YOUR ASSIGNMENT:
For this exercise, transcribe all of the entries exactly.

[Saved entries]
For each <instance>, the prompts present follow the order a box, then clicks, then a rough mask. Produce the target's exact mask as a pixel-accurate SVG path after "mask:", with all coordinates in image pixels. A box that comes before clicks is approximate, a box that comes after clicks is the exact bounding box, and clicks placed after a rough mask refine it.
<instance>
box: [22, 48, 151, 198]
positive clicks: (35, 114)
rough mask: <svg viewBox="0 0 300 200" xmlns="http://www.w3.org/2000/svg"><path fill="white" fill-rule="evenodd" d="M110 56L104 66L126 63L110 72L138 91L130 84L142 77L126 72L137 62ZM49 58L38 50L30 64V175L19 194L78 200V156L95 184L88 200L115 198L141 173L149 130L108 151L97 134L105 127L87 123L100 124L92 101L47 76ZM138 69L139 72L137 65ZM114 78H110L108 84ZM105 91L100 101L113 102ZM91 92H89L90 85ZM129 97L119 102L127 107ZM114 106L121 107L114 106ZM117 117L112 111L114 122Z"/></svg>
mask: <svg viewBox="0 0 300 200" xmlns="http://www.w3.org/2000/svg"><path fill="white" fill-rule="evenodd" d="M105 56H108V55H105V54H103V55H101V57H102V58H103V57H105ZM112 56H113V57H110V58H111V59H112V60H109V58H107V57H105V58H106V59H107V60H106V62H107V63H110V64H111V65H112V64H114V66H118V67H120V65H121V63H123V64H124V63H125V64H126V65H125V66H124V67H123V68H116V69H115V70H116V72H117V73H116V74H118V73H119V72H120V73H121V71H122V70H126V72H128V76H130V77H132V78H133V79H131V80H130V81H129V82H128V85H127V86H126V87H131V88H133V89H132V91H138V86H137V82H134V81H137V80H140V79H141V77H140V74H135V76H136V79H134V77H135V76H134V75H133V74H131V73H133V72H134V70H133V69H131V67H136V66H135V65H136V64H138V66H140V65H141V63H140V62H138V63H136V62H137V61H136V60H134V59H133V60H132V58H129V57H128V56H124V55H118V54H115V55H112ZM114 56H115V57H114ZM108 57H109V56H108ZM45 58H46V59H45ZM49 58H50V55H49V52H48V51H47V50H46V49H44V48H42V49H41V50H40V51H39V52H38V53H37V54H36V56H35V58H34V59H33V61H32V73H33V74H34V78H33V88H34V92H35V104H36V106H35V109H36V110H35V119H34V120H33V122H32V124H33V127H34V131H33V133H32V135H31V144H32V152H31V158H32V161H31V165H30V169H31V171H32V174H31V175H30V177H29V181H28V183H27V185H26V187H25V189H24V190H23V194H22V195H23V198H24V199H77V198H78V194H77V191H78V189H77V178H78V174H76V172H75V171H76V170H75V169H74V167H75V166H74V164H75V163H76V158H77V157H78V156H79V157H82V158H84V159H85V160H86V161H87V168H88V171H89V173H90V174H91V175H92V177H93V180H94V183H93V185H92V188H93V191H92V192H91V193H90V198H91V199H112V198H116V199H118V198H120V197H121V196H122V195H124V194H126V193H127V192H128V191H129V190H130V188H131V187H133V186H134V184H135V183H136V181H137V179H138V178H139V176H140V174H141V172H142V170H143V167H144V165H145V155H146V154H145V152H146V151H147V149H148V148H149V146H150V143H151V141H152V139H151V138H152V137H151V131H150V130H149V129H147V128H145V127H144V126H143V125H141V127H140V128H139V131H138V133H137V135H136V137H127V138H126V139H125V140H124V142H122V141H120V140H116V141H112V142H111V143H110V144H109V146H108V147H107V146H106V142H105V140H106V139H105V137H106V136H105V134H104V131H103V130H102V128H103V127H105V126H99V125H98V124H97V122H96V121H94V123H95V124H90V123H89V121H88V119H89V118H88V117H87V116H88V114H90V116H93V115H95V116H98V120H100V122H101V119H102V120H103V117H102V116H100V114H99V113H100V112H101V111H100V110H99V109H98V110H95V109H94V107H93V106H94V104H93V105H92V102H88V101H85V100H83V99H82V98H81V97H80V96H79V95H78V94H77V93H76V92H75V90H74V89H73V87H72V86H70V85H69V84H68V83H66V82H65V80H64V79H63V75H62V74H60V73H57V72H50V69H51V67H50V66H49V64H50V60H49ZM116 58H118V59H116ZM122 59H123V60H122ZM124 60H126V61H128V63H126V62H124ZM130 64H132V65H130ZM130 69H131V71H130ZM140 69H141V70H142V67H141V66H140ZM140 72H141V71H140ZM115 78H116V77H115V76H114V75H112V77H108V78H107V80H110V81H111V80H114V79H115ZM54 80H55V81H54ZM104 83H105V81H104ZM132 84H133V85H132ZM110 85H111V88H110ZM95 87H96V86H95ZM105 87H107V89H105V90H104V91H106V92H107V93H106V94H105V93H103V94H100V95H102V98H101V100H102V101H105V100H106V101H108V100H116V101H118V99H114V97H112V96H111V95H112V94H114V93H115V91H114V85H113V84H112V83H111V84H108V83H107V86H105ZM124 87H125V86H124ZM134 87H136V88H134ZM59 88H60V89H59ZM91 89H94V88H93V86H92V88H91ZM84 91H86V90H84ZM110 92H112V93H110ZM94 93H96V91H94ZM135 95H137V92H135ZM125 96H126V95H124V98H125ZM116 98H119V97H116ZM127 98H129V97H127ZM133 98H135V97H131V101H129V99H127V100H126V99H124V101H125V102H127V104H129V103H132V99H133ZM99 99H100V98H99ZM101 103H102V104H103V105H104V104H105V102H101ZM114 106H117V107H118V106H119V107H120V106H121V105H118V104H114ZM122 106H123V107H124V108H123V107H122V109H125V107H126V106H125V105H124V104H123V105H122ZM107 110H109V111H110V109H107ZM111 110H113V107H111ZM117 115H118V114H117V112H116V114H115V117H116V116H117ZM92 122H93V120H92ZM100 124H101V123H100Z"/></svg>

FINISHED TASK:
For each <instance>, the prompts present follow the order a box, then clicks, then a rough mask. Produce the target's exact mask as a pixel-accurate SVG path after "mask:", with all coordinates in image pixels. A box that comes before clicks is approximate, a box that comes after clicks is the exact bounding box, and clicks placed after a rough mask refine it.
<instance>
box: [22, 48, 151, 198]
positive clicks: (35, 114)
rough mask: <svg viewBox="0 0 300 200" xmlns="http://www.w3.org/2000/svg"><path fill="white" fill-rule="evenodd" d="M110 56L104 66L126 63L110 72L138 91L130 84L142 77L126 72L137 62ZM49 58L38 50L30 64V175L19 194L78 200V156L95 184L88 200L115 198L141 173L149 130L108 151L97 134L105 127L87 123L100 124L92 101L47 76ZM138 69L139 72L137 65ZM114 78H110L108 84ZM105 91L100 101L113 102ZM91 92H89L90 85ZM129 97L119 102L127 107ZM114 106L121 107L114 106ZM117 117L112 111L114 122Z"/></svg>
mask: <svg viewBox="0 0 300 200" xmlns="http://www.w3.org/2000/svg"><path fill="white" fill-rule="evenodd" d="M105 56H108V55H105V54H103V55H101V57H102V58H103V57H105ZM112 56H113V57H110V58H111V59H112V60H109V58H107V57H105V58H106V59H107V60H106V62H107V63H110V64H111V65H112V64H114V66H118V67H120V65H121V63H123V64H124V63H125V64H126V65H125V66H124V67H123V68H116V69H115V70H116V72H117V73H116V74H118V73H119V72H120V73H121V71H122V70H126V72H128V76H130V77H132V78H133V79H131V80H130V81H129V82H128V85H127V86H126V87H131V88H133V89H132V91H138V86H137V82H134V81H137V80H140V79H141V77H140V74H135V76H136V79H134V77H135V76H134V75H133V74H131V73H133V72H134V70H133V69H131V67H136V66H135V65H136V64H138V66H140V65H141V63H140V62H138V63H136V62H137V61H136V60H134V59H133V60H132V58H129V57H128V56H124V55H118V54H115V55H112ZM114 56H115V57H114ZM108 57H109V56H108ZM45 58H46V59H45ZM49 58H50V55H49V52H48V51H47V50H46V49H44V48H42V49H41V50H40V51H39V52H38V53H37V54H36V56H35V58H34V59H33V61H32V73H33V74H34V78H33V88H34V92H35V104H36V106H35V109H36V110H35V119H34V120H33V122H32V124H33V127H34V131H33V133H32V135H31V144H32V152H31V158H32V161H31V165H30V169H31V171H32V174H31V175H30V177H29V181H28V183H27V185H26V187H25V189H24V190H23V194H22V195H23V198H24V199H77V198H78V194H77V191H78V189H77V178H78V174H76V172H75V171H76V170H75V169H74V167H75V166H74V164H75V163H76V158H77V157H78V156H79V157H82V158H84V159H85V160H86V161H87V168H88V171H89V173H90V174H91V175H92V177H93V180H94V183H93V185H92V188H93V191H92V192H91V193H90V198H91V199H112V198H116V199H118V198H120V197H121V196H122V195H124V194H126V193H127V192H128V191H129V190H130V188H131V187H133V186H134V184H135V183H136V181H137V179H138V178H139V176H140V174H141V172H142V170H143V167H144V165H145V155H146V154H145V152H146V151H147V149H148V148H149V146H150V143H151V141H152V139H151V138H152V137H151V131H150V130H149V129H147V128H145V127H144V126H143V125H141V127H140V128H139V131H138V133H137V135H136V137H127V138H126V139H125V140H124V142H122V141H120V140H116V141H112V142H111V143H110V144H109V146H108V147H107V146H106V142H105V140H106V139H105V137H106V136H105V134H104V131H103V130H102V128H103V127H105V126H99V125H98V124H97V122H96V121H94V123H95V124H90V123H89V121H88V119H89V118H88V117H87V116H88V114H90V116H93V115H95V116H98V120H100V122H101V119H102V120H103V117H102V116H100V114H99V113H100V112H101V111H100V110H99V109H98V110H95V109H94V107H93V106H94V104H93V105H92V102H88V101H85V100H83V99H82V98H81V97H80V96H79V95H78V94H77V93H76V92H75V90H74V89H73V87H72V86H70V85H69V84H68V83H66V82H65V80H64V79H63V75H62V74H60V73H57V72H50V69H51V67H50V66H49V64H50V60H49ZM116 58H118V59H116ZM122 59H123V60H122ZM124 60H126V61H128V63H126V62H124ZM130 64H132V65H130ZM130 69H131V71H130ZM140 69H141V70H142V67H141V66H140ZM140 72H141V71H140ZM115 78H116V77H115V76H114V75H112V77H108V78H107V80H110V81H111V80H114V79H115ZM54 80H55V81H54ZM104 83H105V81H104ZM132 84H133V85H132ZM110 85H111V88H110ZM95 87H96V86H95ZM105 87H107V89H105V90H104V91H106V92H107V93H106V94H105V93H103V94H100V95H102V98H101V100H102V101H105V100H106V101H108V100H116V101H118V99H114V97H112V96H111V95H112V94H114V93H115V91H114V85H113V84H112V83H111V84H108V83H107V86H105ZM124 87H125V86H124ZM134 87H136V88H134ZM59 88H60V89H59ZM91 89H94V88H93V86H92V88H91ZM84 91H86V90H84ZM110 92H112V93H110ZM94 93H96V91H94ZM135 95H137V92H135ZM125 96H126V95H124V98H125ZM116 98H119V97H116ZM127 98H129V97H127ZM133 98H135V97H131V101H129V99H127V100H126V99H124V101H125V102H127V104H129V103H132V99H133ZM99 99H100V98H99ZM101 103H102V104H103V105H104V104H105V102H101ZM114 106H117V107H118V106H119V107H120V106H121V105H118V104H114ZM122 106H123V107H124V108H123V107H122V109H125V107H126V106H125V105H124V104H123V105H122ZM107 110H109V111H110V109H107ZM111 110H113V107H111ZM117 115H118V114H117V112H116V114H115V117H116V116H117ZM92 122H93V120H92ZM100 124H101V123H100Z"/></svg>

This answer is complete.